> **Фрагмент текста**:
********************

Совершенно иначе складывались отношения со временем в драматургии Испании и Англии. Даже учитывая грандиозный объем литературной и драматургической в частности продукции Лопе де Вега, все равно поражает число его пьес, посвященных национальной испанской истории, – девяносто восемь. Она охвачена чуть ли не вся, начиная с того времени, когда Испания была римской провинцией («Оплаченная дружба» – о восстании кельтиберов). Не забыт и вестготский период («Жизнь и смерть короля Вамбы», «Последний готский властитель Испании»), но на первом месте реконкиста («Девы из Симанкас», «Славные астурийки», «Граф Фернан Гонсалес и освобождение Кастилии», «Доблестный кордовец Педро Карбонеро» и др.) с характерным вниманием к герою народных романсов и легендарному победителю Роланда при Ронсевале Бернардо дель Карпио («Юность Бернардо дель Карпио»)[33]. Не обойдены вниманием и события ближайшей истории («Саламейский алькальд» исходит из исторического факта, датирующегося походом Филиппа II на Португалию в 1581 г.). Рядом с Испанией другие страны: не только либо близкие, либо интересные испанскому зрителю Португалия («Герцог де Висое», «Главная добродетель короля»), Южная Америка («Возвращенная Бразилия», «Новый Свет, открытый Колумбом»), Канарские острова («Гуанчи из Тенерифе и Завоевание Канарских островов»), Италия («Наказание – не мщение», «Королева Хуана Неаполитанская»), Франция («Орлеанская девственница», не сохранилась), но и такая экзотика, как Венгрия («Король без королевства»), Чехия («Императорский венец Оттокара») и Россия («Великий князь Московский, или Преследуемый Император» – о Дмитрии Самозванце). Античность на фоне этой широчайшей исторической панорамы явно проигрывает – восемь пьес на темы античной мифологии и пять пьес на темы античной истории (надо заметить, что испанские драматурги, даже обращаясь к античности, нередко связывали ее с национальной историей – «Нумансия» Сервантеса). Для религиозной тематики был отведен особый драматический жанр – аутос. Помимо аллегорических сюжетов аутос инсценировали сюжеты агиографические и библейские (Священное Писание дало сюжеты двенадцати пьесам Лопе, жития святых – тридцати одной).

********************

> **Цель упражнения**: Перечислите все страны и земли, кроме Испании, которые в фрагменте о драматургии Лопе де Вега названы темами его пьес. Пункты ниже — самостоятельный материал, не связанный с фрагментом.

********************

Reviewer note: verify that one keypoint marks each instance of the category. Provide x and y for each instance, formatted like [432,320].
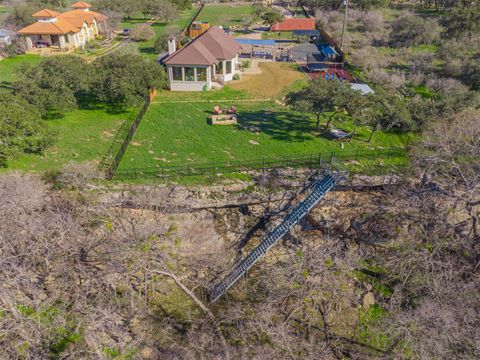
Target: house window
[189,74]
[201,74]
[177,73]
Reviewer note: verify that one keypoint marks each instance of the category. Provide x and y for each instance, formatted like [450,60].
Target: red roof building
[210,57]
[66,30]
[294,24]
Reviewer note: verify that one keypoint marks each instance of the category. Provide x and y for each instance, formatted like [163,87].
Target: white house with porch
[63,31]
[210,58]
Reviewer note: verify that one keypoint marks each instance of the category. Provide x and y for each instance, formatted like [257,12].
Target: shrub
[411,30]
[392,80]
[446,86]
[142,32]
[161,43]
[245,64]
[372,21]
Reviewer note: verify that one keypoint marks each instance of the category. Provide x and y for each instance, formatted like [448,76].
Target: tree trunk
[371,135]
[199,303]
[330,119]
[354,132]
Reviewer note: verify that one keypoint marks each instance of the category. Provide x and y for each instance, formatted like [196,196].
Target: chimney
[172,45]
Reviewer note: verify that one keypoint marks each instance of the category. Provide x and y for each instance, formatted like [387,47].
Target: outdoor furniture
[227,119]
[340,134]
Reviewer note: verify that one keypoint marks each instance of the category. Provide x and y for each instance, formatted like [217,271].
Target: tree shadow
[6,85]
[280,125]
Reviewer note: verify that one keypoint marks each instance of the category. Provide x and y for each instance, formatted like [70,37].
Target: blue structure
[328,51]
[320,188]
[311,33]
[256,42]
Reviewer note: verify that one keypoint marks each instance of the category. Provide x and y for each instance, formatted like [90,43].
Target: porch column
[61,40]
[29,42]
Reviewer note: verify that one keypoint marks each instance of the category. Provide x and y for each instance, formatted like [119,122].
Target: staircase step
[319,190]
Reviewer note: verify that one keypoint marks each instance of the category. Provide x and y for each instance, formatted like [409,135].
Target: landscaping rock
[368,300]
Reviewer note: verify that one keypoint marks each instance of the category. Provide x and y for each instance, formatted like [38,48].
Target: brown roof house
[210,58]
[65,31]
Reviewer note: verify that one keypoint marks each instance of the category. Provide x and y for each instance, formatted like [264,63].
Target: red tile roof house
[294,24]
[209,58]
[68,30]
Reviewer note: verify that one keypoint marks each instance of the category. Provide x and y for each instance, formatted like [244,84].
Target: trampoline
[328,51]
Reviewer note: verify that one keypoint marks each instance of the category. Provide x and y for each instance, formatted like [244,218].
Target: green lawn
[178,134]
[277,35]
[82,135]
[146,47]
[5,9]
[9,69]
[226,15]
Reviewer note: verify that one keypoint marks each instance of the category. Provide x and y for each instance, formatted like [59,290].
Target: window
[177,73]
[189,74]
[201,74]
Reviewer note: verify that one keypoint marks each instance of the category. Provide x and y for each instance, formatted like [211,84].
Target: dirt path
[211,101]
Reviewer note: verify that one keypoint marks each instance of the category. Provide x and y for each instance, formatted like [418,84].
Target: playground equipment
[328,177]
[224,116]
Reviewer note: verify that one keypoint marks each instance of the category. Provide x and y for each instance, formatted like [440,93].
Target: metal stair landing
[320,187]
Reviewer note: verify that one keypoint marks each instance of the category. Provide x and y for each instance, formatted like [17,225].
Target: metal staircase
[320,188]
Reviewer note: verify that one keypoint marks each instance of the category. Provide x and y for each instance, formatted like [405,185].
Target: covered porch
[53,42]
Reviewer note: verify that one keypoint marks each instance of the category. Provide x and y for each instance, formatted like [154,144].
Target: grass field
[9,69]
[226,15]
[178,134]
[81,135]
[275,80]
[146,47]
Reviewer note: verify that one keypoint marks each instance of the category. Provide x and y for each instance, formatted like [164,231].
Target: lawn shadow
[280,125]
[6,85]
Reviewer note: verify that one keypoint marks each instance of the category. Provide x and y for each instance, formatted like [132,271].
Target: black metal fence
[303,161]
[117,150]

********************

> **Результат**: Португалия, Южная Америка, Канарские острова, Италия, Франция, Венгрия, Чехия, Россия.